İstenen Çalışma: Dilin önemi üzerine yazılmış metinde "Sabahattin Gencal Başiskele-2016" ile "gereken işler yapılamaz." arasındaki bölümü, her iki uç da dahil olmak üzere, hiçbir değişiklik yapmadan geri veriniz.

Sayfa Alıntısı:
= = = =
Sabahattin Gencal Başiskele-2016 |
Okul
kitaplarında bile yer alan, çoğumuzun bildiği, Konfüçyus’a ait bir sözü
yazmakta yarar görüyorum:
Ünlü Çin filozofu Konfüçyus’a;
“Bir
ülkeyi idare etmeye çağrılsaydınız, yapacağınız ilk iş ne olurdu?” diye
sormuşlar. Konfüçyus, şöyle cevap vermiş:
“İşe
önce dili düzeltmekle başlardım. Çünkü dil bozulursa, kelimeler düşünceyi
anlatamaz.
Düşünceler
iyi anlatılamazsa, yapılması gereken işler yapılamaz.
Görevler
gereği gibi yapılamazsa, töre ve düzen bozulur.
Töre
ve düzen bozulursa, adalet yanlış yola sapar.
Adalet
yoldan çıkarsa, şaşkınlık içine düşen halk, ne yapacağını, işin nereye
varacağını bilemez.
Bunun
içindir ki; hiçbir şey dil kadar önemli değildir.”
(https://www.enpolitik.com/dilimizi-kaybediyoruz)
Bu
sözü hatırlatmam boşuna değildir elbet.
= = = =
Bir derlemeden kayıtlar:
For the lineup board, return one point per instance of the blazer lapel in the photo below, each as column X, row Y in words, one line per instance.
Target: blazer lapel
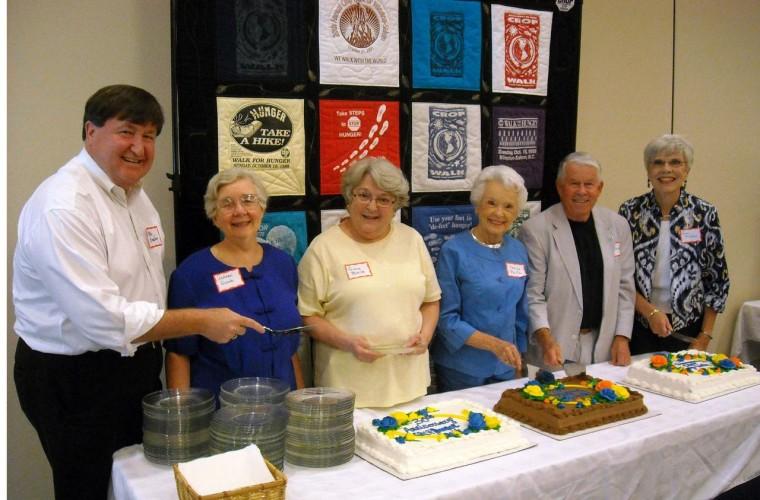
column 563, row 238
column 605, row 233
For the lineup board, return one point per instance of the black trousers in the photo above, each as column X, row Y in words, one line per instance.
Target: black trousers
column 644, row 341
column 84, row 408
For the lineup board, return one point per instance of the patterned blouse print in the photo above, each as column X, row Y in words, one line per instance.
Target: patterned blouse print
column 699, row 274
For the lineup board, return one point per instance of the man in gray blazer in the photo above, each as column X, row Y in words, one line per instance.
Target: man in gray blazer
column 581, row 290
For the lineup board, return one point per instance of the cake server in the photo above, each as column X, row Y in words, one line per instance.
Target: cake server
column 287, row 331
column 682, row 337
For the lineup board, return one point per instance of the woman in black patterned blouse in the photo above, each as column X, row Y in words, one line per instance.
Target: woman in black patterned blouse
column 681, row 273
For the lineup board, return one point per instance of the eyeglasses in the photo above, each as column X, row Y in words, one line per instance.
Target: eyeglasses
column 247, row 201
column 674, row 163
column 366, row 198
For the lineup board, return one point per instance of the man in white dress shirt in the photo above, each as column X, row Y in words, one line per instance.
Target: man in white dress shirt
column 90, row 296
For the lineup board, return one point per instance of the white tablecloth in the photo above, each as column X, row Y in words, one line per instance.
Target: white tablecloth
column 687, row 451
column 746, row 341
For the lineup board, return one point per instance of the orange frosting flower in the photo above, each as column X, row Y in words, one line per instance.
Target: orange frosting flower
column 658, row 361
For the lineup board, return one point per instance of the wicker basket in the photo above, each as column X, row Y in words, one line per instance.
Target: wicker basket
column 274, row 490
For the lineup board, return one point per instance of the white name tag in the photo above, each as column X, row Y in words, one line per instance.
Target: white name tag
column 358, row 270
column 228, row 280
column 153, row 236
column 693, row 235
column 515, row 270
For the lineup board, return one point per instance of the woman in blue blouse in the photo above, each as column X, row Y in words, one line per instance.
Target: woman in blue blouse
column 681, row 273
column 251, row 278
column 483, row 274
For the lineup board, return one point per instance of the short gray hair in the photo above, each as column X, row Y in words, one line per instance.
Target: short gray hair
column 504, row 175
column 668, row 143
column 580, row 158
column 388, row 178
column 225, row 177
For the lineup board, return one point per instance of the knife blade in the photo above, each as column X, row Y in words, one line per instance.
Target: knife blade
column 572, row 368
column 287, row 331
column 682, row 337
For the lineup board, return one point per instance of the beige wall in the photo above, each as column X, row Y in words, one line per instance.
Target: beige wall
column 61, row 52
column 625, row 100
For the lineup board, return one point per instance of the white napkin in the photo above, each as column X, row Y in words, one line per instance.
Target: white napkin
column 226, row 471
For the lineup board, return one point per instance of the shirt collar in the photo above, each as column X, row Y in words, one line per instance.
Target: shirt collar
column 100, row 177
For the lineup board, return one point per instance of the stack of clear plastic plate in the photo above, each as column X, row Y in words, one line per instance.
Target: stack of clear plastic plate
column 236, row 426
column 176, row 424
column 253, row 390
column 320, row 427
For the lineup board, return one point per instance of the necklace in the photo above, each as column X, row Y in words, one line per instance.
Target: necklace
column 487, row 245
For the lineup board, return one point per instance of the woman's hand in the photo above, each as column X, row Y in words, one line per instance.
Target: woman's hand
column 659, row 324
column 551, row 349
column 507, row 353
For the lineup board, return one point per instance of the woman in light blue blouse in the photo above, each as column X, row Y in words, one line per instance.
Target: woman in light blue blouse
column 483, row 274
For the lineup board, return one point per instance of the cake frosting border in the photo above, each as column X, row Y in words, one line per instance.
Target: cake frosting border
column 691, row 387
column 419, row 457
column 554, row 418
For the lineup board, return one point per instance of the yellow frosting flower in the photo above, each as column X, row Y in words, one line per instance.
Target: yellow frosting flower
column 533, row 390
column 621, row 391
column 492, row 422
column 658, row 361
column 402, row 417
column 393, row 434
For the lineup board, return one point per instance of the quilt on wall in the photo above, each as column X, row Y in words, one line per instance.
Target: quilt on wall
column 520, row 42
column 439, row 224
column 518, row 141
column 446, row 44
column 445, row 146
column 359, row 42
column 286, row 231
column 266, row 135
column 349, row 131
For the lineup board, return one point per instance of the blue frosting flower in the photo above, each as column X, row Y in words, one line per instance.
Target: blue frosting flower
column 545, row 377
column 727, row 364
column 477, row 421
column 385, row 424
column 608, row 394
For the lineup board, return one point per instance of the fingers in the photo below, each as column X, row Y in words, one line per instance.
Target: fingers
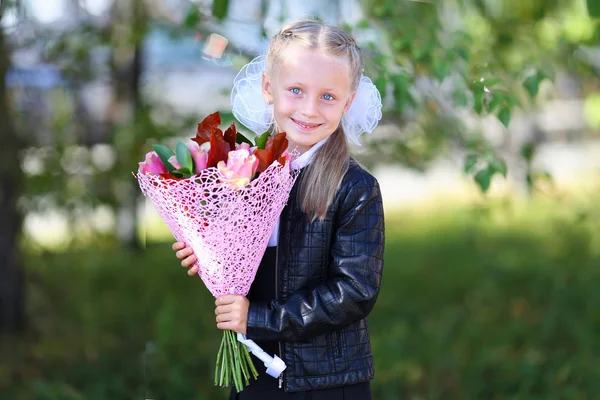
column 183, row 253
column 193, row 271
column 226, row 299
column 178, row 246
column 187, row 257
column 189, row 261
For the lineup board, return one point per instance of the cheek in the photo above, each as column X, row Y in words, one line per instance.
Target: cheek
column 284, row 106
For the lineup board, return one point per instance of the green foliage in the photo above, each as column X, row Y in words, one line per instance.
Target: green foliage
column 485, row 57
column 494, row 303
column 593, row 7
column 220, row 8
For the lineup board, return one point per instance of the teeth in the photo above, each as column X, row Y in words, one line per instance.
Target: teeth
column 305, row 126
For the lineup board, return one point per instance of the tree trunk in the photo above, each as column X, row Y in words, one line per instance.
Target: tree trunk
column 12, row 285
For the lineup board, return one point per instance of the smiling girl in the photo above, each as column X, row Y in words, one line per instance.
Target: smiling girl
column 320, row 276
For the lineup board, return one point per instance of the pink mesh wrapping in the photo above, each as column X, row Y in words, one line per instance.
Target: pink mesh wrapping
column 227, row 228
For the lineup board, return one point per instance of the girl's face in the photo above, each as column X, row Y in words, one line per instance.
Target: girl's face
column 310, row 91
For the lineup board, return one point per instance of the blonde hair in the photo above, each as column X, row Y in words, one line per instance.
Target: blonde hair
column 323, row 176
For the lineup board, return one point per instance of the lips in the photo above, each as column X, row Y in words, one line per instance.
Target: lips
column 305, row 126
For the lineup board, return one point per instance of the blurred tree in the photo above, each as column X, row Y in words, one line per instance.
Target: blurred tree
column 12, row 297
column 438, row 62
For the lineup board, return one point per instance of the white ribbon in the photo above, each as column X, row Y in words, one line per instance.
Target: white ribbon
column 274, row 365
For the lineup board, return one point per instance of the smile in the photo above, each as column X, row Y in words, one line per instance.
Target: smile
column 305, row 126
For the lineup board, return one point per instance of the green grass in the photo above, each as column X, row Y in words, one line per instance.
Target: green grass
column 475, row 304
= = = =
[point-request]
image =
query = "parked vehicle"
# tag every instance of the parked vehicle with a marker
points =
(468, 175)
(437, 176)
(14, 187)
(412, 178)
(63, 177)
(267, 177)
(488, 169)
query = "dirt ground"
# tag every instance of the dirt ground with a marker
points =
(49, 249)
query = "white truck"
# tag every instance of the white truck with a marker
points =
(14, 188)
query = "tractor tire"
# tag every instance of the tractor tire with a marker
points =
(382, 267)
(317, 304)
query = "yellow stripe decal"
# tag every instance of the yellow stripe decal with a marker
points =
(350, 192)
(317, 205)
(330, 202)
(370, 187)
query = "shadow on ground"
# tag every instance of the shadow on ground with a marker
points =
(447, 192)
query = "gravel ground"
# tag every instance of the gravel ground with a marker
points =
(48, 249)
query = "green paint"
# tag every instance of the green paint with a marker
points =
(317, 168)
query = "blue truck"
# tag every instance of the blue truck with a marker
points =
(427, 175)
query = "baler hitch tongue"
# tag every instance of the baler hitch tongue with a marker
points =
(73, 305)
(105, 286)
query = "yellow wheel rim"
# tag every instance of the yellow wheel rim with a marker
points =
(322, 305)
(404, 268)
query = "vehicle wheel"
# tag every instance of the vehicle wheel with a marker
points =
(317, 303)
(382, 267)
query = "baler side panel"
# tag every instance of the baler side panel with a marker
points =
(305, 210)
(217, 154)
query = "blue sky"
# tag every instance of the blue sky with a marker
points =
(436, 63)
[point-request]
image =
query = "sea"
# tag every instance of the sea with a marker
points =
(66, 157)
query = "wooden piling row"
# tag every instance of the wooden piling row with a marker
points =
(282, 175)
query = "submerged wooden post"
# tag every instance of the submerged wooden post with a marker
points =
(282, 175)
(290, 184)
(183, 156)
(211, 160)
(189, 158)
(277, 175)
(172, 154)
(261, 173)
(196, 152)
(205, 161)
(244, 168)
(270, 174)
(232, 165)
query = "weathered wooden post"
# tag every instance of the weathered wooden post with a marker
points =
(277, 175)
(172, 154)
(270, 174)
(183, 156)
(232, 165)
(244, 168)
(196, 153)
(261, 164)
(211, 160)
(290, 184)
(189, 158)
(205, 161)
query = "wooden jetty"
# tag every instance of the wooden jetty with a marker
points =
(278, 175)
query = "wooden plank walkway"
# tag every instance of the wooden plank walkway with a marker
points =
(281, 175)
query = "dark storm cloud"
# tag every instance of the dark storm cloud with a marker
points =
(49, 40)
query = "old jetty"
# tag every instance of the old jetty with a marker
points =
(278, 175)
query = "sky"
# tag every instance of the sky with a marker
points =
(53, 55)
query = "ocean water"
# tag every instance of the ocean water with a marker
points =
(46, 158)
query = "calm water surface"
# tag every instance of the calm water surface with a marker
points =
= = = =
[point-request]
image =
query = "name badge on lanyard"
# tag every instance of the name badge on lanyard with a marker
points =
= = = =
Tamamlanan Alıştırma:
Sabahattin Gencal Başiskele-2016 |
Okul
kitaplarında bile yer alan, çoğumuzun bildiği, Konfüçyus’a ait bir sözü
yazmakta yarar görüyorum:
Ünlü Çin filozofu Konfüçyus’a;
“Bir
ülkeyi idare etmeye çağrılsaydınız, yapacağınız ilk iş ne olurdu?” diye
sormuşlar. Konfüçyus, şöyle cevap vermiş:
“İşe
önce dili düzeltmekle başlardım. Çünkü dil bozulursa, kelimeler düşünceyi
anlatamaz.
Düşünceler
iyi anlatılamazsa, yapılması gereken işler yapılamaz.